▶ What the task asks:
The expected response consists solely of the lines from the line with "Teacher note: indicate the rocky outcrop" through the last line of the material below, copied exactly.
┄┄┄┄┄┄┄┄┄┄┄┄┄┄┄┄┄┄┄┄
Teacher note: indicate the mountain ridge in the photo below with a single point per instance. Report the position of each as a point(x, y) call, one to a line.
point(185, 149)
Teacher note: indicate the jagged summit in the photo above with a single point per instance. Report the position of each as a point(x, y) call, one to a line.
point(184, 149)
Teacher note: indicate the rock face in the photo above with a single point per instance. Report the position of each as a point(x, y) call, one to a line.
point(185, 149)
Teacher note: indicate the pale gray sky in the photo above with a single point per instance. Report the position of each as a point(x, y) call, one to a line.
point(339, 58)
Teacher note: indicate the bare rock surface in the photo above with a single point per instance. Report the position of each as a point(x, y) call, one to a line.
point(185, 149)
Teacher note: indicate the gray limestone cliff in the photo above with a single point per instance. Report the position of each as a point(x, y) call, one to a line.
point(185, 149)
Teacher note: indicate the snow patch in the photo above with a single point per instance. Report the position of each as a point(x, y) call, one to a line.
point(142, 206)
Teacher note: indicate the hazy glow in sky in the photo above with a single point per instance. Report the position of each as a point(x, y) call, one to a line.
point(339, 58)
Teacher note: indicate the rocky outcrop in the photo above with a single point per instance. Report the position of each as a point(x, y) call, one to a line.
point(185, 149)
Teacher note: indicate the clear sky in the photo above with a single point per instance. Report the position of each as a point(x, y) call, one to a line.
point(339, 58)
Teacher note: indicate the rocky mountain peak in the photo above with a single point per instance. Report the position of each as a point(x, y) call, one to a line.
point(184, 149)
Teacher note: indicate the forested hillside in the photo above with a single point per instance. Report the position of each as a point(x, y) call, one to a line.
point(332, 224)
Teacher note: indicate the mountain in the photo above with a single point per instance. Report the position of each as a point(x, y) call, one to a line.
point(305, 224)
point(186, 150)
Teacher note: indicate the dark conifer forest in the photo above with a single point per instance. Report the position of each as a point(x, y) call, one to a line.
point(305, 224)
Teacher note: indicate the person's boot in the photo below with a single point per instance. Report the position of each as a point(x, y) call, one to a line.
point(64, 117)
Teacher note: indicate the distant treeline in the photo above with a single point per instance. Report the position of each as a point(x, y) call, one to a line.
┄┄┄┄┄┄┄┄┄┄┄┄┄┄┄┄┄┄┄┄
▶ Output for this task:
Teacher note: indicate the rocky outcrop in the photo above with a single point per instance. Report the position of each as a point(x, y) call, one to a line.
point(185, 149)
Teacher note: indicate the clear sky in the photo above with a single point per instance. Report the position of each as a point(x, y) call, one to a line.
point(339, 58)
Teacher note: indicate the rocky mountain peak in the photo above with a single point per instance. Report the position of each as a point(x, y) call, one to a line.
point(184, 149)
Teacher note: indicate the forested hillside in the photo above with a single point per instance. Report the position of each as a point(x, y) call, one to a line.
point(332, 224)
Teacher note: indicate the mountain in the photo above with a single point per instance. Report the position of each as a point(x, y) call, one to a line.
point(305, 224)
point(186, 150)
Teacher note: indicate the dark conifer forest in the photo above with a single point per instance. Report the position of each as a point(x, y) call, one to a line.
point(305, 224)
Teacher note: indicate the person's boot in the photo below with a single point per instance. Report the position of each as a point(x, y) call, one to a line.
point(64, 117)
Teacher note: indicate the distant treeline in the photo above with a single point per instance. Report the position of each as a point(x, y) call, one to a line.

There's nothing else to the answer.